__DATA EXCERPTS__.
+-------+

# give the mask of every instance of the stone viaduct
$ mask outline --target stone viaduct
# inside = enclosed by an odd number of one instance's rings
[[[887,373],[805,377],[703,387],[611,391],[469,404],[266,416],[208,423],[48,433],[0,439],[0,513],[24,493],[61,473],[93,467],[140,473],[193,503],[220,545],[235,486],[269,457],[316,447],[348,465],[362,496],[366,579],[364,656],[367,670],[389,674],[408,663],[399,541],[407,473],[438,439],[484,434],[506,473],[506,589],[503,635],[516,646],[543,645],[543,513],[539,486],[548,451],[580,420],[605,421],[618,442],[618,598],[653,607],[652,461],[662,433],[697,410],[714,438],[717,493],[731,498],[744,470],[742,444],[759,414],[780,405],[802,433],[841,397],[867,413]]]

+-------+

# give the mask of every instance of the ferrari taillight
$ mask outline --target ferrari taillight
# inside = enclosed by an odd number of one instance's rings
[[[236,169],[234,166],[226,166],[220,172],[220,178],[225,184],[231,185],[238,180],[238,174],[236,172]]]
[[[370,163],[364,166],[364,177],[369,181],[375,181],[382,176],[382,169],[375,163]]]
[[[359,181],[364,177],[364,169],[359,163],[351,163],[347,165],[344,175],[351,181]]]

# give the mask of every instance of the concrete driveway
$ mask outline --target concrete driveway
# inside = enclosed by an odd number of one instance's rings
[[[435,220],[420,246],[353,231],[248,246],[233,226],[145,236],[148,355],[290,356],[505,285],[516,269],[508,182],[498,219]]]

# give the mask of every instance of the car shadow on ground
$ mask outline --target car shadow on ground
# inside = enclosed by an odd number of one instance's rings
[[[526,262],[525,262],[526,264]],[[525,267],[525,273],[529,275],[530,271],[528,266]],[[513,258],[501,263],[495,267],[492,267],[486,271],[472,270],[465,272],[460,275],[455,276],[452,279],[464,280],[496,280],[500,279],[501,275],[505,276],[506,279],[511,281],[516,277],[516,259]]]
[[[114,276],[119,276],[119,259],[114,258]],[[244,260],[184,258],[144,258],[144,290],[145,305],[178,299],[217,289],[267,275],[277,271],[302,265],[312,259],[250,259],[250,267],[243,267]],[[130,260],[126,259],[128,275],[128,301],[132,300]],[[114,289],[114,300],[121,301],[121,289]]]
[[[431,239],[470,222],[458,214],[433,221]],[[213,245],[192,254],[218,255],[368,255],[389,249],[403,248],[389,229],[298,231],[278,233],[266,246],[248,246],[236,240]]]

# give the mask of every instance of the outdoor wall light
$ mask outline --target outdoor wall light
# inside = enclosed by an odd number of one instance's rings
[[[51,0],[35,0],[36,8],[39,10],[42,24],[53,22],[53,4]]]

+-------+

__PROBLEM TO WORK ON__. Swap "wall light" for "porch lamp" in the data, beginning at the line that has "# give the mask of every instance of the outdoor" and stopping after the line that has "[[[51,0],[35,0],[36,8],[39,10],[42,24],[53,22],[53,4]]]". Write out only those lines, leaving everything else unchanged.

__FINAL RESULT__.
# give the mask of every instance of the outdoor porch lamp
$ mask outline --target outdoor porch lamp
# inside = enclosed by an odd number of one instance's rings
[[[51,0],[35,0],[36,8],[39,10],[42,24],[53,22],[53,4]]]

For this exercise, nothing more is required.